--- start EXTRACTED ENTRIES ---

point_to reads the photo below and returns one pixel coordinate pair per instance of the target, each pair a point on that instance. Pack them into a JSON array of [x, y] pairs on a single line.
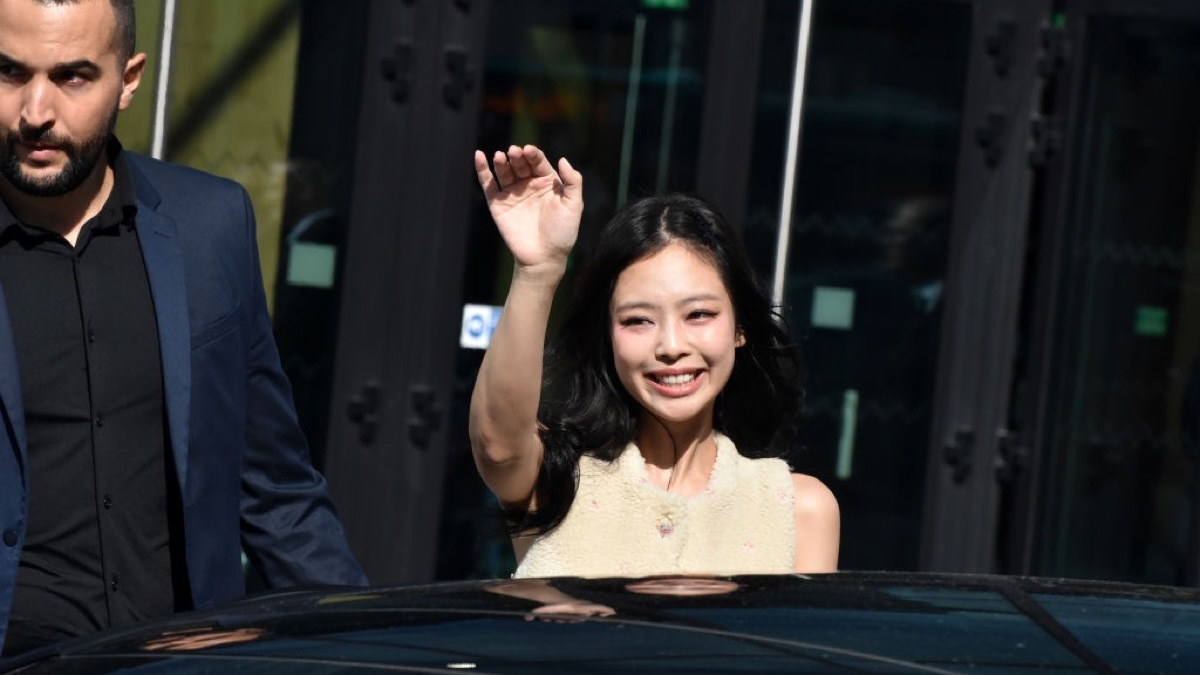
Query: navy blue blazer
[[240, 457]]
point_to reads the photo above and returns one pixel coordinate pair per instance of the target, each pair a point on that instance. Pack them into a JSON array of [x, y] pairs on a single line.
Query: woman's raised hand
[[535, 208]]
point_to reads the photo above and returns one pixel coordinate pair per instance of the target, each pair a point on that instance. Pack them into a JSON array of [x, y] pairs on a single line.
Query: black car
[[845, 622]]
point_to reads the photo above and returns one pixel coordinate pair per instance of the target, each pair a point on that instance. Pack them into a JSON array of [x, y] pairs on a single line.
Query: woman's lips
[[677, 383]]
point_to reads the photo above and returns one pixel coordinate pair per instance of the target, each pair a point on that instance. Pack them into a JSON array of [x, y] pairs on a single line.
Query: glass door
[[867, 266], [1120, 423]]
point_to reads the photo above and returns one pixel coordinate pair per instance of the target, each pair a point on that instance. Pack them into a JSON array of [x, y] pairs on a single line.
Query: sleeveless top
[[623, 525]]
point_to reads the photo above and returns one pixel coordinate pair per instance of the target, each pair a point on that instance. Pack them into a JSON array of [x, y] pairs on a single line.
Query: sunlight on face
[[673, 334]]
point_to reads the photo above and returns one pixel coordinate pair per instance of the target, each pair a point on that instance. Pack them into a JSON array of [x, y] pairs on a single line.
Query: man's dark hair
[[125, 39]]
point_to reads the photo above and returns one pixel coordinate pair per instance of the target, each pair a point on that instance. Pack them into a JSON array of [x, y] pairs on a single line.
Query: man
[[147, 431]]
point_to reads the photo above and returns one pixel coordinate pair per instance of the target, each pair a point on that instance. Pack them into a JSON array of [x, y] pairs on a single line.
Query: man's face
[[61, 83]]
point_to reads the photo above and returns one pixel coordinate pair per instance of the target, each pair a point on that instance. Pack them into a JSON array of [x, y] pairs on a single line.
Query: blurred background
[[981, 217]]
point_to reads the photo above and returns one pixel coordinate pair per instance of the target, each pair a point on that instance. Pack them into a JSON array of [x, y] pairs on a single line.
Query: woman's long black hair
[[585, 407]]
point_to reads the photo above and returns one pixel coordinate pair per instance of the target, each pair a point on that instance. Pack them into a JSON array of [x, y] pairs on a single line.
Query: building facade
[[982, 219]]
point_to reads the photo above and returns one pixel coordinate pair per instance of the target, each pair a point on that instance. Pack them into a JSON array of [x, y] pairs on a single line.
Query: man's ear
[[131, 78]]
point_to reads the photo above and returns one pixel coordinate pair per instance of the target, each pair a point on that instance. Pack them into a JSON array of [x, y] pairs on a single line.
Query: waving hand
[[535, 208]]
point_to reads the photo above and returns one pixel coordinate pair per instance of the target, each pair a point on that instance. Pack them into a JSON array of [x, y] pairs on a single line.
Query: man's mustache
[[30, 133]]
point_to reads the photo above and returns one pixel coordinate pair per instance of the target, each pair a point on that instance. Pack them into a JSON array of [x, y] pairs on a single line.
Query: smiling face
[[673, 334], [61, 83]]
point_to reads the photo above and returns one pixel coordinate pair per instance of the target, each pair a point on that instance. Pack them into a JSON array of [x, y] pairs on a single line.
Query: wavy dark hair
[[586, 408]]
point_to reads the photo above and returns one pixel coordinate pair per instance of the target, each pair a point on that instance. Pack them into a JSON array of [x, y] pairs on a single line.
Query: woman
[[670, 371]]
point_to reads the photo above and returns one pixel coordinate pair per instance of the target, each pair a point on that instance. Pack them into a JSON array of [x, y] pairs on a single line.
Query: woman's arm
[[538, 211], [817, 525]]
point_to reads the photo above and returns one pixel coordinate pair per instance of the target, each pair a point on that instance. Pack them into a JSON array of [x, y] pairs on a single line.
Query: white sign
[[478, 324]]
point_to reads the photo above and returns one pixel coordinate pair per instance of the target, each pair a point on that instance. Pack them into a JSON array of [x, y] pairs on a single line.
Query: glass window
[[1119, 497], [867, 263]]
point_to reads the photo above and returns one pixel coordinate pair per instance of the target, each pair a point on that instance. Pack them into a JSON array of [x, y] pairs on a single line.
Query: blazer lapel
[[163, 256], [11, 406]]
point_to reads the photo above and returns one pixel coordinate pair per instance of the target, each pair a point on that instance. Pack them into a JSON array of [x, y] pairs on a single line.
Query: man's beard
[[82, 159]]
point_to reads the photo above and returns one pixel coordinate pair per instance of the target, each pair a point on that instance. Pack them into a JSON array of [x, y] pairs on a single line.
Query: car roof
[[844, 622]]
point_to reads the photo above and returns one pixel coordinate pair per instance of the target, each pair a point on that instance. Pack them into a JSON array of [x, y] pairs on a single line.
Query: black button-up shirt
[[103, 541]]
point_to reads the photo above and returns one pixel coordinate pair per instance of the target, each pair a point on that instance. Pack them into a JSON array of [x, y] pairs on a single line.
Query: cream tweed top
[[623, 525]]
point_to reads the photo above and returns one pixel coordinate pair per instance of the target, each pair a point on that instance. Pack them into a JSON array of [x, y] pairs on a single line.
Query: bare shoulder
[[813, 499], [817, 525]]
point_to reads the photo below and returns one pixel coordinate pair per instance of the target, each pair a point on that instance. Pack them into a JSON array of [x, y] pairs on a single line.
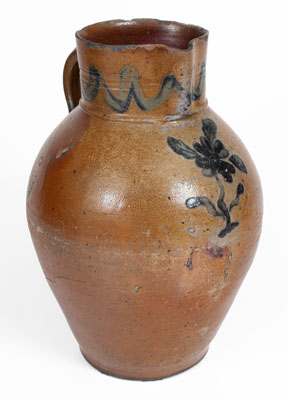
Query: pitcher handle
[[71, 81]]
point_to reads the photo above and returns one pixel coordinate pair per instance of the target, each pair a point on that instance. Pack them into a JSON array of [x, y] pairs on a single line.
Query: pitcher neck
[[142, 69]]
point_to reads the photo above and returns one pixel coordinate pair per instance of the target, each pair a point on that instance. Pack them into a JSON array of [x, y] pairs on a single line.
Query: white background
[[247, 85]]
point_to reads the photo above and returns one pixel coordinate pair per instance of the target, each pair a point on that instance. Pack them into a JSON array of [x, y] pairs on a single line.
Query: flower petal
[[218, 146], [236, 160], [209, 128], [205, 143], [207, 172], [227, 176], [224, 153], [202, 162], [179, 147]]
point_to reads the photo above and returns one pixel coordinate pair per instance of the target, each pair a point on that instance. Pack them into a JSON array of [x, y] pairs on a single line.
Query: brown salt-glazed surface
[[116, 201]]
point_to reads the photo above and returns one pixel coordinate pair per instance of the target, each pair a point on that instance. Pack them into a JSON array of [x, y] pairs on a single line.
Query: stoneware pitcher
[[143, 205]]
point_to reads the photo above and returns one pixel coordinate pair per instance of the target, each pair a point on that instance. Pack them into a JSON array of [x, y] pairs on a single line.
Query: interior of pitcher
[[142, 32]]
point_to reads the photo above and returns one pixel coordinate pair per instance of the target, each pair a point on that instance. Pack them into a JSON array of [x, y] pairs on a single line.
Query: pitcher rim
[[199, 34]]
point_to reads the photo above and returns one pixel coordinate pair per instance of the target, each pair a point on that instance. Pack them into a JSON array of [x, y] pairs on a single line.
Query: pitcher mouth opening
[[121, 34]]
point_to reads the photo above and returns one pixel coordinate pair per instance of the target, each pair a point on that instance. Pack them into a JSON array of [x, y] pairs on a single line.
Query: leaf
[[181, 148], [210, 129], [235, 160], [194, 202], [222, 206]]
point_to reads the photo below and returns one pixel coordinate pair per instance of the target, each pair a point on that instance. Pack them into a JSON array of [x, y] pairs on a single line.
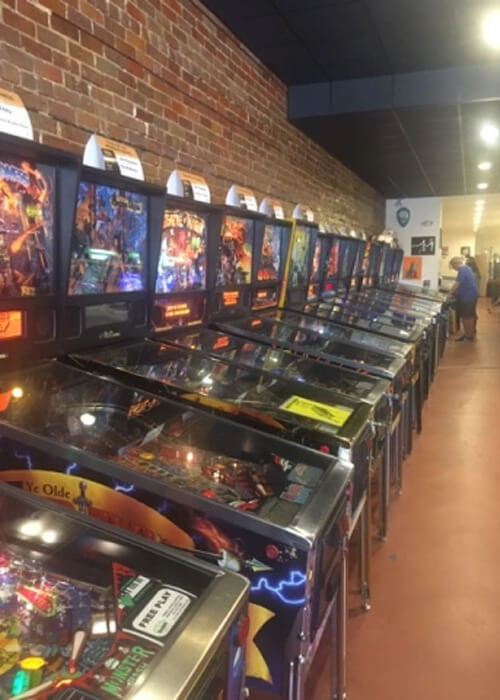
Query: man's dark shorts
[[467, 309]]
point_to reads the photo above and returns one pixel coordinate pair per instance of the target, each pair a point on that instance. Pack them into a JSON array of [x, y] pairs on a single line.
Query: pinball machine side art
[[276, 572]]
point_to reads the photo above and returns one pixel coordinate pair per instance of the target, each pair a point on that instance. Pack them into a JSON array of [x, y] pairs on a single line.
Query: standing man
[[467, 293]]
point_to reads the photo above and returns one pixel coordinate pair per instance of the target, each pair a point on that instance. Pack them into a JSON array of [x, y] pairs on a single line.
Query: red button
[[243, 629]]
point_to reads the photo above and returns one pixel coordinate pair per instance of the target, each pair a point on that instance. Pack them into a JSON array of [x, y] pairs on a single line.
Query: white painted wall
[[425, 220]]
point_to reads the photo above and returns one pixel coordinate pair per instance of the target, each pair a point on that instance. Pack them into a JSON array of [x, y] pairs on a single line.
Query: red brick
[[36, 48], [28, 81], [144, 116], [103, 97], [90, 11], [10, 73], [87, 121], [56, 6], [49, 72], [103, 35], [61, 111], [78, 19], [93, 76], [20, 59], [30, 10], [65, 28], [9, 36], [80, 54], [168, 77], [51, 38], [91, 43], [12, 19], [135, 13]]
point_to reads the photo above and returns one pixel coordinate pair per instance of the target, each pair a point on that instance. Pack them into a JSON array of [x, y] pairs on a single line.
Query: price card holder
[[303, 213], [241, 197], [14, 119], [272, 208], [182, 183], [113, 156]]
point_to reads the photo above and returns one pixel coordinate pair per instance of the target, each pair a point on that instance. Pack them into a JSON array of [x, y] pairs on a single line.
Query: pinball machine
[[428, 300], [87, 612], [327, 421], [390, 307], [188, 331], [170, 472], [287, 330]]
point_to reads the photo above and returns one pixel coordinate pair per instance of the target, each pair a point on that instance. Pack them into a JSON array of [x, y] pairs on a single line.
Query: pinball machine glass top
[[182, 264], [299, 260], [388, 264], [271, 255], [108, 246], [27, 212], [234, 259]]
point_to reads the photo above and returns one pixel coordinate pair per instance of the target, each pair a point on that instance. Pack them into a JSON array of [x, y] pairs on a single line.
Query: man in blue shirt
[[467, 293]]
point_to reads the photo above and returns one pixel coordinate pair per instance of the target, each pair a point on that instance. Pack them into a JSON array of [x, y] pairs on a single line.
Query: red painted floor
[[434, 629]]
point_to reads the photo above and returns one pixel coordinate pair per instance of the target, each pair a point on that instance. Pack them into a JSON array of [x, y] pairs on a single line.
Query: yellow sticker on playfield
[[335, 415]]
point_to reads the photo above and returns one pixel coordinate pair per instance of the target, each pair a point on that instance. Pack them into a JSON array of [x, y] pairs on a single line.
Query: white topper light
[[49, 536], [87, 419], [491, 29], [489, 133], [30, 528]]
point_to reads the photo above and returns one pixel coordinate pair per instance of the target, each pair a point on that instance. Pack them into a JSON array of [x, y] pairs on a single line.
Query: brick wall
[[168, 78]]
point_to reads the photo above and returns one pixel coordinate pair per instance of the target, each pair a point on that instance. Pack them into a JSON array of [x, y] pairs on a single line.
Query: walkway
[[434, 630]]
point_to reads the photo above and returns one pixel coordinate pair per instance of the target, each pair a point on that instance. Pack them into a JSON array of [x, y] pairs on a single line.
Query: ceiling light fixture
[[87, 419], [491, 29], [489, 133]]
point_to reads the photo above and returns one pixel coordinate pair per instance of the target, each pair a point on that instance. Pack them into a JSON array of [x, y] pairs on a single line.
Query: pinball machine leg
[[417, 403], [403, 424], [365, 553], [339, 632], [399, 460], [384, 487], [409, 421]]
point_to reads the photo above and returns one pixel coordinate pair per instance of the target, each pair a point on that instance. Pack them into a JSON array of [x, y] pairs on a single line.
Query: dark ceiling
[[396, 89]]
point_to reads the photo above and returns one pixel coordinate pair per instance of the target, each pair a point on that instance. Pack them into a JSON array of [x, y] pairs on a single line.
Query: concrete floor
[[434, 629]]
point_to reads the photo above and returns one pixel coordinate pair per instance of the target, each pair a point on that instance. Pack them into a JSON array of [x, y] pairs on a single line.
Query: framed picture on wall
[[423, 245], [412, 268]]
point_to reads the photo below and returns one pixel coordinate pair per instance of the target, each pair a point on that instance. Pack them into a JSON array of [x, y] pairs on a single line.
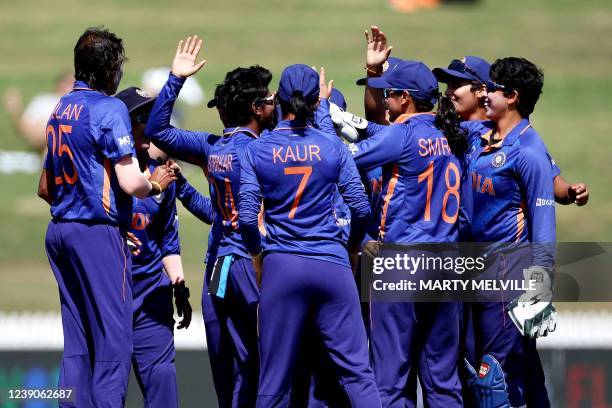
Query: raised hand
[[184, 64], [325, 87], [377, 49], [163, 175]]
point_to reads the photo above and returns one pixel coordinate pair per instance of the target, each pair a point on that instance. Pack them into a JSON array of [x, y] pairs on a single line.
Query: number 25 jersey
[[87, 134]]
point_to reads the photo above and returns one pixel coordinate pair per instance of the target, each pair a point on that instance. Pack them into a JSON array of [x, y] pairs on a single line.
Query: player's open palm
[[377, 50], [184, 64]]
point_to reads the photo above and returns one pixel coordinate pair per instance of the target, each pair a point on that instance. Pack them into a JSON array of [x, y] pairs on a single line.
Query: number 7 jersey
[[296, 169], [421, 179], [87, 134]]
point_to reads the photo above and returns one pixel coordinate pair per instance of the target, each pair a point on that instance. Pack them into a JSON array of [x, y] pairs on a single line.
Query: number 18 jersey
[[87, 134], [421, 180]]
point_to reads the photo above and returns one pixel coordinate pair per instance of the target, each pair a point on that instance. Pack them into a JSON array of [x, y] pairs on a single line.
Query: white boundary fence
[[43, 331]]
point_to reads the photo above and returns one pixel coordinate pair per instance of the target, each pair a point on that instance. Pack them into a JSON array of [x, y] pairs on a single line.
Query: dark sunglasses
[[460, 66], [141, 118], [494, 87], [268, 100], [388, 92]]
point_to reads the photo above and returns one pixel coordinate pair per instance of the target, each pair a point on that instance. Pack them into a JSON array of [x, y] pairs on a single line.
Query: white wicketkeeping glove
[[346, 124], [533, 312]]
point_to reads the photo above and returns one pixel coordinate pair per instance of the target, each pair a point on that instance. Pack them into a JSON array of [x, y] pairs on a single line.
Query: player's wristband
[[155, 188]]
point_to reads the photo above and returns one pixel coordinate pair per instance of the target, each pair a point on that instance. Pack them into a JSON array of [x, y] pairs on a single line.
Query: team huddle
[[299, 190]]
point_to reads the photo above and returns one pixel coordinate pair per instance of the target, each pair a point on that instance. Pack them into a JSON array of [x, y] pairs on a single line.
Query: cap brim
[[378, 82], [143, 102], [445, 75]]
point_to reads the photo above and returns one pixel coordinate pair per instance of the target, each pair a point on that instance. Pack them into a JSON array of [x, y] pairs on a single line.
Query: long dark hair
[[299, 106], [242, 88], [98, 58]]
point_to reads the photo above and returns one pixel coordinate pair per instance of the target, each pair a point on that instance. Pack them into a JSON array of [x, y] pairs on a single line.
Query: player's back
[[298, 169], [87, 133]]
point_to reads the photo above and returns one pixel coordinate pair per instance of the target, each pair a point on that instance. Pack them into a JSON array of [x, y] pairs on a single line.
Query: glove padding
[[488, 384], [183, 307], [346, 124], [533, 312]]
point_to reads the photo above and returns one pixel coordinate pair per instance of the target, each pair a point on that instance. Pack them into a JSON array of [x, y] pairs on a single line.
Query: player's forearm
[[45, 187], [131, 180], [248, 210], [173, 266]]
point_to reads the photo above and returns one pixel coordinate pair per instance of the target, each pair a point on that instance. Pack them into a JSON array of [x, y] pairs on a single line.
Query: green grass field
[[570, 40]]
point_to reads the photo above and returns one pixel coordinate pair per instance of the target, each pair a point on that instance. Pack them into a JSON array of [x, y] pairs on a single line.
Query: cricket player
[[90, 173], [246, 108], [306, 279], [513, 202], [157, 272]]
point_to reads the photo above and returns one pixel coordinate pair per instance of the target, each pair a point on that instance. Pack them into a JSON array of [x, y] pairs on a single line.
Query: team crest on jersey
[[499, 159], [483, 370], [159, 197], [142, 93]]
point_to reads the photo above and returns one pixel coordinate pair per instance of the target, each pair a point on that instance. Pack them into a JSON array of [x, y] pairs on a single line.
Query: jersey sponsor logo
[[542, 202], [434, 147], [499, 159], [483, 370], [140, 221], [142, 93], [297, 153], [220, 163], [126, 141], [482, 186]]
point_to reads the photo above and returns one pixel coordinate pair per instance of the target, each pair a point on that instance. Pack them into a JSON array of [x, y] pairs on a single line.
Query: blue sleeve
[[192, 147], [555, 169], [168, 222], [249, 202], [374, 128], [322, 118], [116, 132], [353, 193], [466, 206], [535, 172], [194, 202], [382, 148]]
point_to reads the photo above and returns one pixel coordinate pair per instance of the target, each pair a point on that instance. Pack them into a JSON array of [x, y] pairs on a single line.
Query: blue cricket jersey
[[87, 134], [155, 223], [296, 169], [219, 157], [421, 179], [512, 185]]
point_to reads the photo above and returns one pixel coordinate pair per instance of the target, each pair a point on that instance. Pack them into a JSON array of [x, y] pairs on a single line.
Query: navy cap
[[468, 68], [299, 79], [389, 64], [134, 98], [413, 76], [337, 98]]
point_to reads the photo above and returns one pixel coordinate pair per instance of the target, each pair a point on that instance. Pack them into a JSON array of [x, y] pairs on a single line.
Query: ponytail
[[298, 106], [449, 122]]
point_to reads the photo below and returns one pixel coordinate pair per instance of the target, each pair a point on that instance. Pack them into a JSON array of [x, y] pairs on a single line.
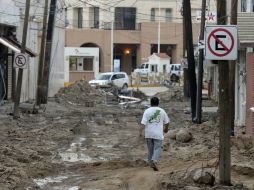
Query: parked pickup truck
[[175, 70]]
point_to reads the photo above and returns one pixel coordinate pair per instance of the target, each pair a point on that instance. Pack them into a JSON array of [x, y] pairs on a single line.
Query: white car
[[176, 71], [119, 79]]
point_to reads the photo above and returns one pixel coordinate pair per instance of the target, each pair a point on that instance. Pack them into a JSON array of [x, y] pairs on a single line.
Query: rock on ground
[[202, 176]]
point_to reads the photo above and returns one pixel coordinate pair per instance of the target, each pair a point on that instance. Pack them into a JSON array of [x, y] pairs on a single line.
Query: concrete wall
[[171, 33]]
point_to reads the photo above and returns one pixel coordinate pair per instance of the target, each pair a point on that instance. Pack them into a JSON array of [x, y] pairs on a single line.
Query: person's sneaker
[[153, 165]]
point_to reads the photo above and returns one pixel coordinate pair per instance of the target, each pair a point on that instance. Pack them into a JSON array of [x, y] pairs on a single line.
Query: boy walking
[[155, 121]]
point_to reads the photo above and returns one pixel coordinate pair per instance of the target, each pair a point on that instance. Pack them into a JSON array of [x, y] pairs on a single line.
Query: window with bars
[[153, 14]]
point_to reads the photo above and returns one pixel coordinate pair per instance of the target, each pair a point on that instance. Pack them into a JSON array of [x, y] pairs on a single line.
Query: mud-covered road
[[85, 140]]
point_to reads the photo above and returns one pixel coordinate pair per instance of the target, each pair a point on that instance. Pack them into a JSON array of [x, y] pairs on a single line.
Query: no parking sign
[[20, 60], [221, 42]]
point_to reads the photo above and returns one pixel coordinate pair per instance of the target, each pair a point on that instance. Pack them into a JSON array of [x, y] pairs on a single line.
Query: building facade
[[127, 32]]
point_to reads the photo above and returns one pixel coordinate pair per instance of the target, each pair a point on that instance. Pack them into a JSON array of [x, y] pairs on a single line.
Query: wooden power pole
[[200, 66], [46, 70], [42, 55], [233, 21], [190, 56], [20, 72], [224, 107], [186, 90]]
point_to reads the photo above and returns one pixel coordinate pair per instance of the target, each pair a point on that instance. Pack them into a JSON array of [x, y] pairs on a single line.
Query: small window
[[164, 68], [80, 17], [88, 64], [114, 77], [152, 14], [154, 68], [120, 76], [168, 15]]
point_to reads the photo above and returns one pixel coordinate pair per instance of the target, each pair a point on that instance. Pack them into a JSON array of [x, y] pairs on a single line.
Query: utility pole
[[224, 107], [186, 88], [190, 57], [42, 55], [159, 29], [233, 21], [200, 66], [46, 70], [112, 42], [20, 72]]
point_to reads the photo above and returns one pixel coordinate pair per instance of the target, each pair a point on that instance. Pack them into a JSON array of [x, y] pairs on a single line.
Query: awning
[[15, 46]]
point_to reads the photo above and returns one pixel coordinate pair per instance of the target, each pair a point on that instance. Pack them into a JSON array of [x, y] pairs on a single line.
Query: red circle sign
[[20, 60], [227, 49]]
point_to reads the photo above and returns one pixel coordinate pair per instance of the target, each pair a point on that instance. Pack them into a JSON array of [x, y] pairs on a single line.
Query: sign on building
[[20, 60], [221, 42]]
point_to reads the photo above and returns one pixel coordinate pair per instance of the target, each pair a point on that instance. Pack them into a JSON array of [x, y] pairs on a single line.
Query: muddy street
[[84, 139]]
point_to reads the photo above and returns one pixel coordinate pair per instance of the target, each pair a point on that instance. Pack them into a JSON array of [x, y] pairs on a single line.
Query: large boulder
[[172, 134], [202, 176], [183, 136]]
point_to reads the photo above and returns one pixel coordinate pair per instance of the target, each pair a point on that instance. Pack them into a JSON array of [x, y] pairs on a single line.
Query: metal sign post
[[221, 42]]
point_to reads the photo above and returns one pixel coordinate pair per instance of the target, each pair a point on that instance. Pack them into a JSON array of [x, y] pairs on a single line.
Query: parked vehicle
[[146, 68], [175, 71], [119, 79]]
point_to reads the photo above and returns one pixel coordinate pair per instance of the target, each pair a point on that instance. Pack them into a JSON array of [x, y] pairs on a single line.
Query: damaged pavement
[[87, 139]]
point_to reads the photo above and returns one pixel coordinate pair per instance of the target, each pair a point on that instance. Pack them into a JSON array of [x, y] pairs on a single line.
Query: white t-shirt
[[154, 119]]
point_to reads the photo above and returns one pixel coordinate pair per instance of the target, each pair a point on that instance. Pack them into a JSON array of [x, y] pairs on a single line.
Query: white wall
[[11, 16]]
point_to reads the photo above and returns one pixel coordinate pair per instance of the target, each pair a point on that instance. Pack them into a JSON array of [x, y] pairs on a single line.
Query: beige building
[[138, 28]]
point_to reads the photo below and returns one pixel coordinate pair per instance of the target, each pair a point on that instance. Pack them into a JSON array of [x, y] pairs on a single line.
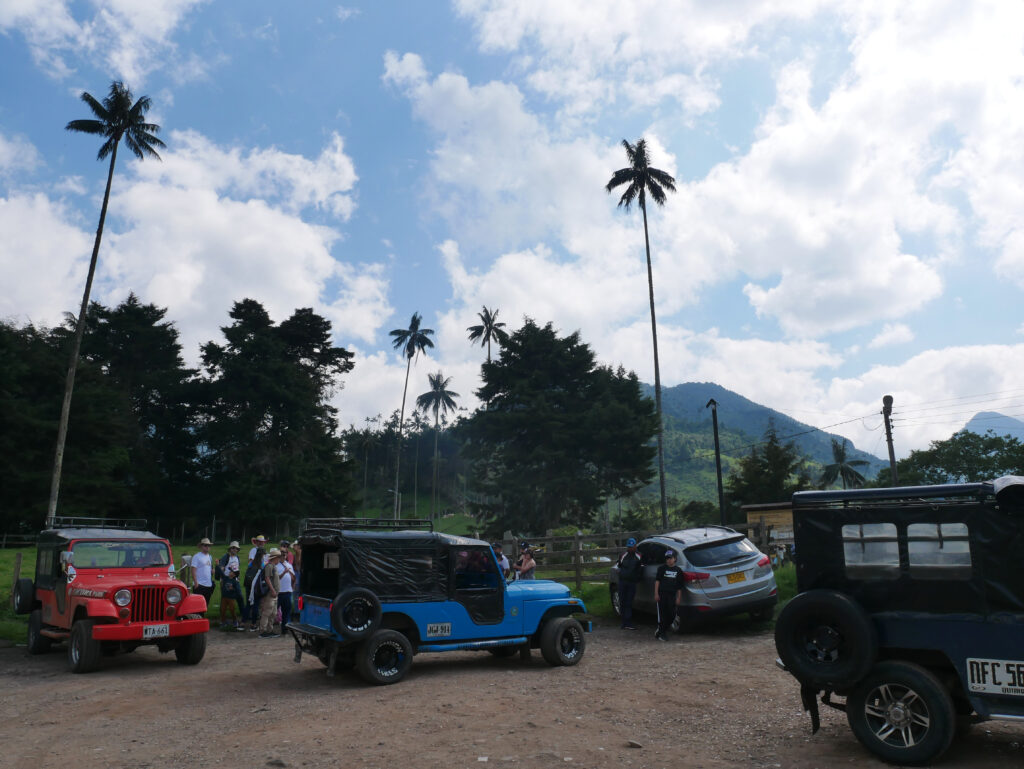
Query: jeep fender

--- end EXTRACTED ENTRIES ---

> [WHAT IS REQUIRED]
State how many lines in the rows above contain the word "raised". Give only the number.

> [SOLUTION TO THE EXERCISE]
2